= Rows from a box labeling dataset =

--- --- ---

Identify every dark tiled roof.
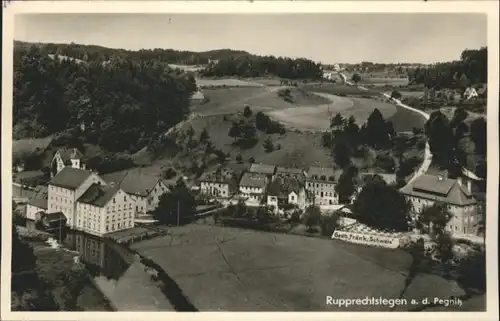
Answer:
[240,173,267,188]
[78,184,120,207]
[249,164,276,175]
[102,172,160,197]
[400,174,477,206]
[268,177,302,198]
[49,166,92,189]
[56,148,83,163]
[307,166,342,181]
[28,185,48,210]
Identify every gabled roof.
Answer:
[56,148,83,163]
[306,166,342,181]
[240,173,267,188]
[102,172,161,197]
[77,184,120,207]
[28,185,48,210]
[49,166,92,190]
[249,164,276,175]
[276,166,304,175]
[400,174,477,206]
[267,177,302,198]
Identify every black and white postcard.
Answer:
[1,1,499,321]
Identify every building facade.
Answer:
[306,167,340,206]
[76,184,135,236]
[239,173,268,206]
[47,166,106,228]
[400,174,480,235]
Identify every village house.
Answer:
[274,166,305,180]
[239,173,268,206]
[26,185,49,221]
[267,177,307,213]
[306,166,342,206]
[50,148,85,177]
[47,166,106,228]
[75,183,135,236]
[102,172,169,216]
[248,164,276,179]
[200,170,238,199]
[400,174,479,235]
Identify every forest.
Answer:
[13,45,196,152]
[408,47,488,90]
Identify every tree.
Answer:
[153,178,196,225]
[304,205,321,231]
[263,137,274,153]
[336,165,358,204]
[200,128,210,144]
[470,117,487,155]
[243,106,252,118]
[320,212,340,237]
[351,73,361,85]
[353,175,410,231]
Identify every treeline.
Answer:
[408,47,488,89]
[14,41,250,65]
[13,46,196,152]
[201,55,322,79]
[425,108,487,178]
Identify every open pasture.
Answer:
[132,224,411,311]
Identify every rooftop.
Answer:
[78,184,120,207]
[102,172,160,197]
[400,174,477,206]
[249,164,276,175]
[240,173,267,188]
[49,166,92,190]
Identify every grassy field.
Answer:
[196,78,264,88]
[132,224,472,311]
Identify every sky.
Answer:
[14,13,487,64]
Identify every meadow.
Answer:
[131,223,470,311]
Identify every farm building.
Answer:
[103,172,168,216]
[50,148,85,177]
[400,174,479,236]
[267,177,307,212]
[306,166,342,206]
[239,173,268,206]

--- --- ---

= WHAT THE TASK REQUIRES =
Repeat word for word every line from the one that holds "Identify every gabled roof." to the end. Both ends count.

= SOLUTION =
Identify every gabled roof.
Answer:
[56,148,83,163]
[306,166,342,181]
[240,173,267,188]
[102,172,161,197]
[77,184,120,207]
[28,185,48,210]
[49,166,92,190]
[249,164,276,175]
[276,166,304,175]
[400,174,477,206]
[267,177,302,198]
Identify every black and white postcard.
Answer:
[1,1,499,321]
Identify every building facade.
Answer:
[306,167,340,206]
[76,184,135,236]
[239,173,268,206]
[47,166,106,228]
[400,174,480,235]
Identify every village house.
Answer:
[274,166,305,180]
[239,173,268,206]
[26,185,49,221]
[267,177,307,213]
[306,166,342,206]
[50,148,85,177]
[47,166,106,228]
[75,183,135,236]
[102,172,169,216]
[248,164,276,179]
[200,170,238,199]
[400,174,479,235]
Identify every forest.
Answer:
[13,45,196,152]
[408,47,488,90]
Identify every tree.
Answer:
[153,178,196,225]
[304,205,321,231]
[263,137,274,153]
[336,165,358,204]
[200,128,210,144]
[470,117,487,155]
[243,106,252,118]
[320,212,340,237]
[351,73,361,85]
[353,175,410,231]
Identify every treeline.
Answer:
[408,47,488,89]
[14,41,250,65]
[13,46,196,152]
[201,55,322,79]
[425,108,487,178]
Identify every open pasture.
Answer:
[132,224,411,311]
Identify every rooftop.
Answer:
[78,184,120,207]
[102,172,160,197]
[400,174,477,206]
[249,164,276,175]
[240,173,267,188]
[49,166,92,190]
Identify every grassy field.
Answer:
[196,78,264,88]
[132,224,472,311]
Identify every sky.
Answer:
[14,13,487,64]
Identify every meadow.
Answer:
[131,223,470,311]
Identify every farm building.
Answer:
[103,172,168,216]
[50,148,85,177]
[400,174,479,236]
[267,177,307,212]
[306,166,342,206]
[239,173,268,206]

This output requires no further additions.